■ **EXERCISE AIM**
Could you copy the records below word for word, leaving out the pictures?
══ EXERCISE INPUTS ══
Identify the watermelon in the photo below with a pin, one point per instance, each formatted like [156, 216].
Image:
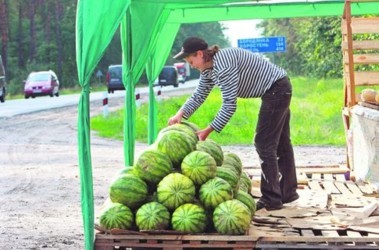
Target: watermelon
[245, 183]
[191, 125]
[199, 166]
[214, 192]
[212, 148]
[129, 190]
[152, 216]
[152, 165]
[189, 218]
[248, 200]
[127, 169]
[116, 215]
[176, 145]
[181, 128]
[232, 217]
[174, 190]
[232, 160]
[230, 175]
═══
■ **FULL RESPONSE**
Identify the watermelon in the photo below with a pin, one point per instance, each formatted like [156, 216].
Image:
Target: watermelon
[245, 183]
[191, 125]
[199, 166]
[214, 192]
[212, 148]
[129, 190]
[152, 216]
[152, 165]
[189, 218]
[248, 200]
[127, 169]
[116, 215]
[176, 145]
[181, 128]
[232, 217]
[174, 190]
[232, 160]
[230, 175]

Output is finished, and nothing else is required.